___ GIVEN PASSAGE ___

Problem with state sync in CARP



  • Hi,

    I have the following setup:

    2 physical servers with ESX 5.5 on each
    connected to Juniper EX4300 (stacked)
    NICs on VMware are teamed
    pfsense 2.2.5 VM on each ESX
    it's a new setup from scratch (I installed 2.2.4 and upgraded within 3 days).

    Setting up CARP. Everything works great until I enable the state sync on the Master.
    Then the master remains cool while the backup starts misbehaving.

    It's not in the production so I don't know if it has other side effects,
    but just from browsing through the Web GUI I see it resetting the connection all the time,
    i.e. it starts loading the page then hangs, then the browser gives the SSL error page.

    The log has errors like:
    lighttpd[38727]: (connections.c.263) SSL: -1 5 1 Operation not permitted
    lighttpd[38727]: (connections.c.620) connection closed: write failed on fd 16
    lighttpd[38727]: (network_openssl.c.143) SSL: 5 -1 1 Operation not permitted

    I also noticed after previous reboots it would generate a new SSL certificate.

___ MATERIAL ___

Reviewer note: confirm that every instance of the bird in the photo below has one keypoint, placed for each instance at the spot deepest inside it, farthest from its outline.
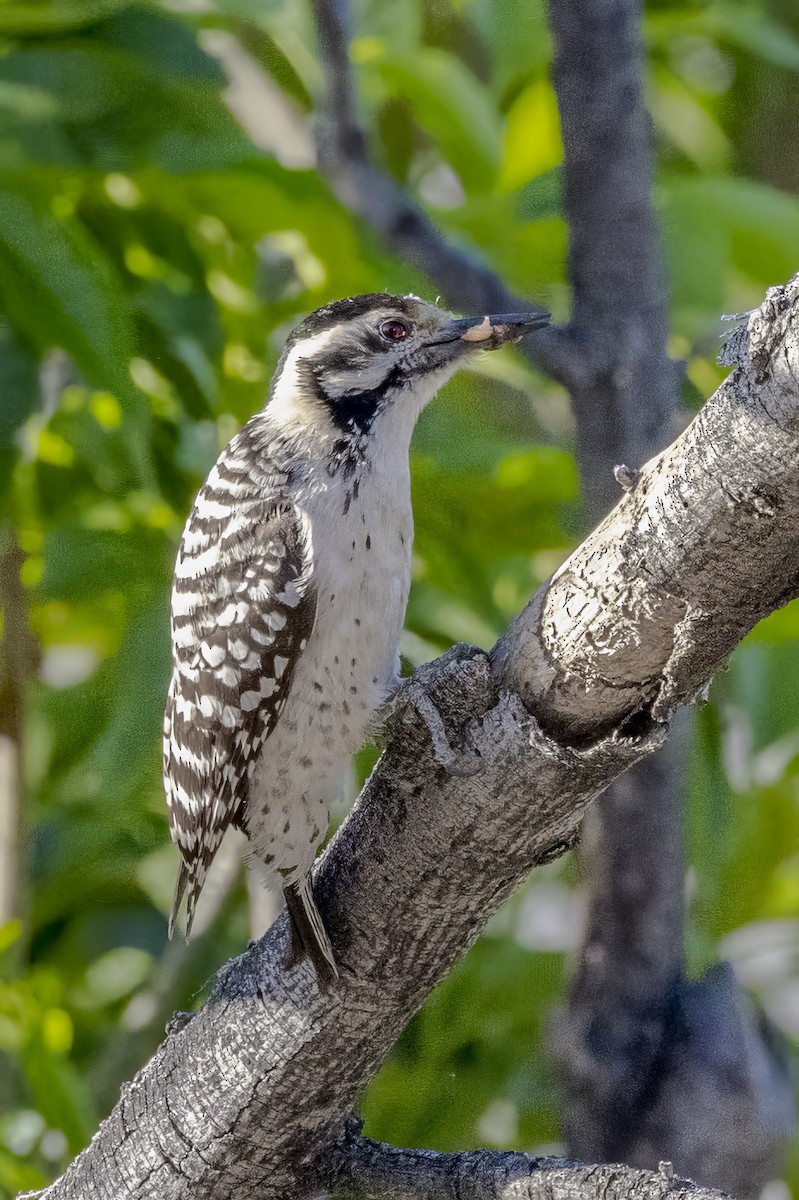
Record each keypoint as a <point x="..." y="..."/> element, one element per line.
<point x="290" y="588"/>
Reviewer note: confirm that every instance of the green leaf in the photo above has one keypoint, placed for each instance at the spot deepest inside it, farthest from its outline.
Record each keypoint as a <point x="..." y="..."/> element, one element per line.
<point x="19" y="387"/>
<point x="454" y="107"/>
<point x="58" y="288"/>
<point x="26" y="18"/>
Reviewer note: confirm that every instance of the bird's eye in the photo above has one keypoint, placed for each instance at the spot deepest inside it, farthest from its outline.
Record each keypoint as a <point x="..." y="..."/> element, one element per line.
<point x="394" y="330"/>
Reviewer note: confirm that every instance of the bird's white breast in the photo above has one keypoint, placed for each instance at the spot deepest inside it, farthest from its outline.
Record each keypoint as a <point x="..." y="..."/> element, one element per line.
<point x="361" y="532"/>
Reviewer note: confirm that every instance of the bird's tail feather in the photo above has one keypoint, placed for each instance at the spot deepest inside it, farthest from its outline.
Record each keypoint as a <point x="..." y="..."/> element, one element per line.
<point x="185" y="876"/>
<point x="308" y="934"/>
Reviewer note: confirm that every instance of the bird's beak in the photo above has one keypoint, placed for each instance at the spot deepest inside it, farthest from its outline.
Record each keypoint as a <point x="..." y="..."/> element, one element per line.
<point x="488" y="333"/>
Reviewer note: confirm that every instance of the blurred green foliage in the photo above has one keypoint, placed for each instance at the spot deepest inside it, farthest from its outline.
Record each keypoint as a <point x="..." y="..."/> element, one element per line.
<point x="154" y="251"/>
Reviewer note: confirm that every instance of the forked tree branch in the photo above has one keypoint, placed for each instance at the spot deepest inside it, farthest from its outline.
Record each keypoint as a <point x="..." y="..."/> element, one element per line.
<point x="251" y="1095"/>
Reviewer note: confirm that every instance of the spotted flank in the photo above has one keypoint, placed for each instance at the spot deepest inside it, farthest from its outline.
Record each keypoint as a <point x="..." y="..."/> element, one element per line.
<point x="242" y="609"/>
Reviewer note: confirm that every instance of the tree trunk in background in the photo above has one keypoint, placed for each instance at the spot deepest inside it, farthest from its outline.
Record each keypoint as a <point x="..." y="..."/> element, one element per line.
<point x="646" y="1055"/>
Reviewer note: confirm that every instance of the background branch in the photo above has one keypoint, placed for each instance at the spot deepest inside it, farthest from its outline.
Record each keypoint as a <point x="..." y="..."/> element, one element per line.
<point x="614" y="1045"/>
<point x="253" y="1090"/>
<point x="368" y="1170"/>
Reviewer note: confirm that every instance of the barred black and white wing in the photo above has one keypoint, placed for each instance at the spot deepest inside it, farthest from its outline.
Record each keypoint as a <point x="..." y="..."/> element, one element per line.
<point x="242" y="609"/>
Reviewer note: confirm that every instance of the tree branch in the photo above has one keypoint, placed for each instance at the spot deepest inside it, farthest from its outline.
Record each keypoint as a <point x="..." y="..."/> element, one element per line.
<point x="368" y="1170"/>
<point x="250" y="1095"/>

___

[TASK REQUIREMENTS]:
(1) Answer these questions using the forum post about CARP state sync:
(a) Which switch are the two physical servers connected to?
(b) Which pfSense version was installed first, before the upgrade?
(c) What page does the browser finally display after the Web GUI hangs?
(2) Extend the forum post about CARP state sync, starting after its final sentence.

[RESULTS FOR EACH TASK]:
(1)
(a) A stacked Juniper EX4300.
(b) Version 2.2.4.
(c) The SSL error page.

(2)
    It seems it stopped doing that though.

    If I uncheck the state sync checkbox on the master - it immediately starts to behave well.
    The checkbox on the backup is always on.

    I have about 20 interfaces, they are exactly the same on both machines and the order is right.
    The sync is on the separate interface.

    Net.ReversePathFwdCheckPromisc is changed to "1" on every vswitch.
    all of these are "accepted":
        Enable promiscuous mode on the vSwitch
        Enable "MAC Address changes"
        Enable "Forged transmits"

    What can be the problem?

    Thanks



  • I personally don't like running carp in VMWare. The promiscuous mode on the vswitch causes extra load on the CPU versus running as a regular router/firewall.

    If you already have it, let VMware clustering handle VM move to the second host in the case there is a hardware failure.
    You can also create an alert rule that if any nic goes down that is associated with the firewall to vmotion it to the other host.

    If you don't have vmotion through clustering, are you setting up the state sync using IP or multicast? I would use a direct IP.
    What do you have in the logs on each of the systems that might indicate a problem?



  • Well, I already have 2 setups in VMware and they are working great.
    This is the 3rd one, and right after I had these problems I set up another one on the same machines - different IPs/VLANs/WANs though - it's working fine.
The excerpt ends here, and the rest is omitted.